> _Objective_
Locate every line in the data below that contains the word "pottery" and copy each of those lines.

☆ ☆ ☆

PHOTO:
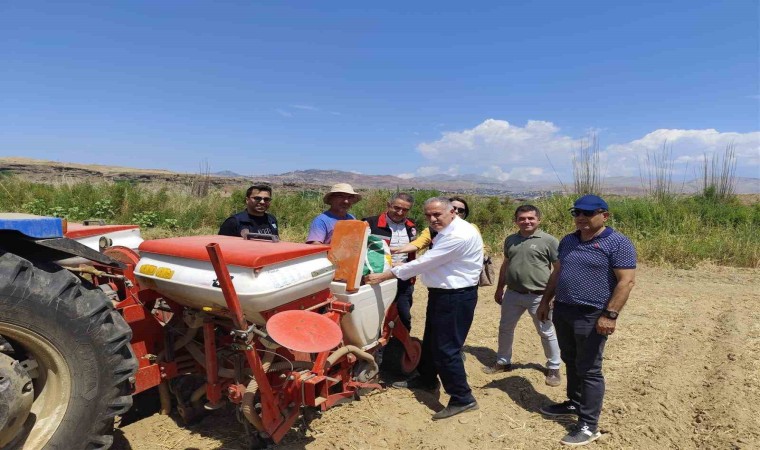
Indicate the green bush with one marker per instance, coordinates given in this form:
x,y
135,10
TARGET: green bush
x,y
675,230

☆ ☆ ☆

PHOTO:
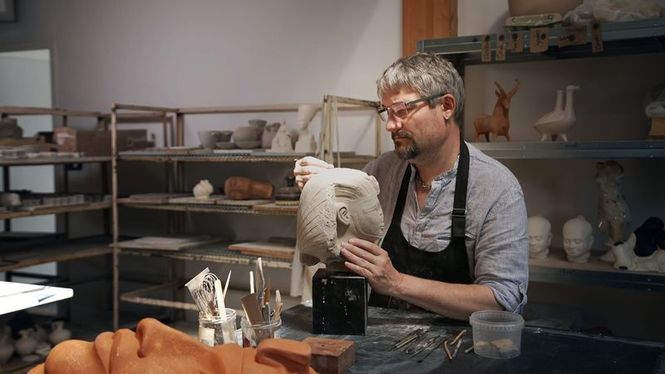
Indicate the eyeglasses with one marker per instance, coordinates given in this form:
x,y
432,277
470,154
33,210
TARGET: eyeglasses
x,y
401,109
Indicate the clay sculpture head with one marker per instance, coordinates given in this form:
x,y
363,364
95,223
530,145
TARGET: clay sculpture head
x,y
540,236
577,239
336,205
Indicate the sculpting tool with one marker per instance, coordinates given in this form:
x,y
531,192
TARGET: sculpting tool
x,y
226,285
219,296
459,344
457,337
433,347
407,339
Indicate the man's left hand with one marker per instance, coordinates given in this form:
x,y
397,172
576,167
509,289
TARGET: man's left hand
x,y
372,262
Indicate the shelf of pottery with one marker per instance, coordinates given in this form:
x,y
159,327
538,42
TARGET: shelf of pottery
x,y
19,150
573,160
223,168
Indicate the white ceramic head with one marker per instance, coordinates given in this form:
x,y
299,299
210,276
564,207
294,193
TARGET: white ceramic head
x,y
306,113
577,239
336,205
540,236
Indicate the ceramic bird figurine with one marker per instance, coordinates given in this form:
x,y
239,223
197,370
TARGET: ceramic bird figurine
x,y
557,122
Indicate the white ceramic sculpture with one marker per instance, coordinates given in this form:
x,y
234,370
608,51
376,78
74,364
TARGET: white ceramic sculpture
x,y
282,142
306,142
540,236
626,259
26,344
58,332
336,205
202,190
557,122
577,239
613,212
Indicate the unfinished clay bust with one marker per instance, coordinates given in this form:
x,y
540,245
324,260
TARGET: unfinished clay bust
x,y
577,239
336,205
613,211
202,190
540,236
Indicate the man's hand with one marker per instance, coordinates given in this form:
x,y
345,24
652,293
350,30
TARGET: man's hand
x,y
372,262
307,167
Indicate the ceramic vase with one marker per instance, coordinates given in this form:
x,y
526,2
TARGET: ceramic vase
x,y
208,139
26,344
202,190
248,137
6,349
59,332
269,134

☆ ☆ ☆

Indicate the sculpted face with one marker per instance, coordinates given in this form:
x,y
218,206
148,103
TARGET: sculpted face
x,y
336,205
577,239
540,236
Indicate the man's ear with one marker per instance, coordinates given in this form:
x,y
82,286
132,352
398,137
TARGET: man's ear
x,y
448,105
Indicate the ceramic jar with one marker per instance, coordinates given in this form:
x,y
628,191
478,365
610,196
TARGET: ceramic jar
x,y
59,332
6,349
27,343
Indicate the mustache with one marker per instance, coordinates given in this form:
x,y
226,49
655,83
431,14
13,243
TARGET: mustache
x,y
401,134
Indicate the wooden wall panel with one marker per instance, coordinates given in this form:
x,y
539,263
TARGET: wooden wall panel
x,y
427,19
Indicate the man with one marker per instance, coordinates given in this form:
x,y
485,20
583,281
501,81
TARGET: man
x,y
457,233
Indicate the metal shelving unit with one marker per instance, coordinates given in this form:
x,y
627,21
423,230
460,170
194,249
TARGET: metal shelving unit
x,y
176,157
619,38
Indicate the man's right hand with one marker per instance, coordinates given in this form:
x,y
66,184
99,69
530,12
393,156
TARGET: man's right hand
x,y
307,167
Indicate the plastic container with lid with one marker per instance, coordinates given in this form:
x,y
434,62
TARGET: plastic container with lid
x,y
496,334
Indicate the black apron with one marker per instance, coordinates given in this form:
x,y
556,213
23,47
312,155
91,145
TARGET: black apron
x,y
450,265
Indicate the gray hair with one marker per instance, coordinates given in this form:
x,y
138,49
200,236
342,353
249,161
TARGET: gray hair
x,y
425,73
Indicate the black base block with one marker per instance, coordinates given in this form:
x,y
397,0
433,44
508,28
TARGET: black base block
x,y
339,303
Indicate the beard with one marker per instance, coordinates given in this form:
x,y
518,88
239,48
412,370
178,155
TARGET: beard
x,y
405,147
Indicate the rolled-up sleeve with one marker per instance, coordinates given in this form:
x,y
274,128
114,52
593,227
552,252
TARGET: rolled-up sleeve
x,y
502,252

☆ ☆ ☆

> _Response for this exercise_
Indicate the shelf of pottery with one marker per instance, coordinates given in this form:
TARGET: shelf of pottery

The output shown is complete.